■ Text passage ■
+---+

Most of the early awards reflected a fairly conservative commitment to what has become known as “negative peace” in which stability and brokered peace treaties are prioritized over more political claims concerning the causes of war and the conditions of just outcomes. After the Second World War, however, the decision-makers branched out into more “positive” territory taking on a broader scope of issues from food security with Norman Borlaug the American agronomist to environmental security with Al Gore and the IPCC. There were still many awards for brokered peace treaties, but usually the award went to the signatories themselves, hence David Trimble and John Hume for the Northern Ireland peace process and Yasser Arafat, Shimon Peres and Yitzhak Rabin for Israeli-Palestinian accords.

 

Yet for all the controversies over the years, including the Vietnamese politician, Le Duc Tho, who refused it as his “war wasn’t over yet” (or words to that effect) when awarded it alongside Henry Kissinger in 1973, at least all previous controversies were contingent on actual awards. This year, however, a mere nomination has caused a crisis.

The Nominations Game

Ordinarily, a mere nomination causes no particular problems. Any university professor, elected member of parliament or former laureate can theoretically enter a nomination, so there is always a range between the distinguished and the disreputable. The committee does not publish the nominations they receive until fifty years later, meaning the debate surrounding them is mostly just hot air. This year, however, President Donald J. Trump has been very publicly nominated by a Norwegian MP, and obviously this cannot be tolerated.

+---+

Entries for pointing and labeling
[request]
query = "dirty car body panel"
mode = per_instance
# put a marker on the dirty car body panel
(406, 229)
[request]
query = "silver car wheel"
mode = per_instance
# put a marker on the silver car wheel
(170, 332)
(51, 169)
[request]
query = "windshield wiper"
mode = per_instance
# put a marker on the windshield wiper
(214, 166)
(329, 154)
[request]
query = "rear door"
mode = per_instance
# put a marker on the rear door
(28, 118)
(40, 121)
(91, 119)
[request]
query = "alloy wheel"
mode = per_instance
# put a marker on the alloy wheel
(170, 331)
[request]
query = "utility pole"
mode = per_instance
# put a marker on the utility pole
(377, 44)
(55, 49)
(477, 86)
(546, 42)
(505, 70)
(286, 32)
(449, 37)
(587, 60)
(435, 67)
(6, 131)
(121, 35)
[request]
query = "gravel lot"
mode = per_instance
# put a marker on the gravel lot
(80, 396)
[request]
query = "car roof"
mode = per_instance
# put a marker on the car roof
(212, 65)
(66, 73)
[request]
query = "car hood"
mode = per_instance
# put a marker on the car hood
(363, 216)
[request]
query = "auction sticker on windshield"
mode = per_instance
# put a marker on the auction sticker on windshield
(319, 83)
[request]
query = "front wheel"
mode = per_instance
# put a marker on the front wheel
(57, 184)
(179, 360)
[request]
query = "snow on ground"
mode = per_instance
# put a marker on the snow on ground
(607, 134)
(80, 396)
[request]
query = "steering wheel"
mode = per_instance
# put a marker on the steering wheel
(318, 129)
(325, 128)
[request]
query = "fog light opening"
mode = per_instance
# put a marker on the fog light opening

+---+

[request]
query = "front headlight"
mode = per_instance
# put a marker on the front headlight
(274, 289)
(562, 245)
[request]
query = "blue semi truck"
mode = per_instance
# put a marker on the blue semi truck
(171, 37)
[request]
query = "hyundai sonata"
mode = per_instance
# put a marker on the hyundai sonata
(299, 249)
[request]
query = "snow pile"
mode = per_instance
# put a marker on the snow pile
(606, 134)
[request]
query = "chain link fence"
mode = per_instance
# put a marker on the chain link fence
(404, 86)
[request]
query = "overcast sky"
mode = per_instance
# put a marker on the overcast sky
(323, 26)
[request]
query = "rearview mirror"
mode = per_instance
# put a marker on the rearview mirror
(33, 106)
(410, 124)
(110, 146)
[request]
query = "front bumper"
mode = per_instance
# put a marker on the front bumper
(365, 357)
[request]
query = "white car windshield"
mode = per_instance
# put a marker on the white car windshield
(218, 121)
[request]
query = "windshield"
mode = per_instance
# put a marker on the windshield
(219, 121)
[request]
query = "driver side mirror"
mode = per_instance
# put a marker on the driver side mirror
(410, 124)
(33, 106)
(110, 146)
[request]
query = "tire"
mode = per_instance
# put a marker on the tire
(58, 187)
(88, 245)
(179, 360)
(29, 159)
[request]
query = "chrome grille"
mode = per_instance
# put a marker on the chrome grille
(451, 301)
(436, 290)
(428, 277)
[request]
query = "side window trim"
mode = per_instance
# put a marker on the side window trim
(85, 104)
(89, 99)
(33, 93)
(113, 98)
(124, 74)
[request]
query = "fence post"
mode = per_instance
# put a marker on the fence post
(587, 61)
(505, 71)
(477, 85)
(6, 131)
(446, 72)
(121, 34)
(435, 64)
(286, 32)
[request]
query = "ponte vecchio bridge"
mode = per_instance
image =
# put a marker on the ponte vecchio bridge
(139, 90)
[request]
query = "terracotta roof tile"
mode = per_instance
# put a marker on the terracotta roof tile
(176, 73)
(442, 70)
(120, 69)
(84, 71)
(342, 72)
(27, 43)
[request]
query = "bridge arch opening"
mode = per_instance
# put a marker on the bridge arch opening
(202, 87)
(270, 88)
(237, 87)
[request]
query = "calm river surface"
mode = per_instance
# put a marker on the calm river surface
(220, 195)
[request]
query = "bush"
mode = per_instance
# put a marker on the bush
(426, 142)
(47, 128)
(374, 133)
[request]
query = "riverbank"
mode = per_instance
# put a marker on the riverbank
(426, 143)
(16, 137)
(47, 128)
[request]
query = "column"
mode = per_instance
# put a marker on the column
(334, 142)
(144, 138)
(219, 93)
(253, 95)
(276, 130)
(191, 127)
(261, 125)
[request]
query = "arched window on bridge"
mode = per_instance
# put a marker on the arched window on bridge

+---+

■ Short task ■
From the passage on peace prize awards, print the part starting at "The Nominations Game" and ending at "cannot be tolerated.".

■ Task result ■
The Nominations Game

Ordinarily, a mere nomination causes no particular problems. Any university professor, elected member of parliament or former laureate can theoretically enter a nomination, so there is always a range between the distinguished and the disreputable. The committee does not publish the nominations they receive until fifty years later, meaning the debate surrounding them is mostly just hot air. This year, however, President Donald J. Trump has been very publicly nominated by a Norwegian MP, and obviously this cannot be tolerated.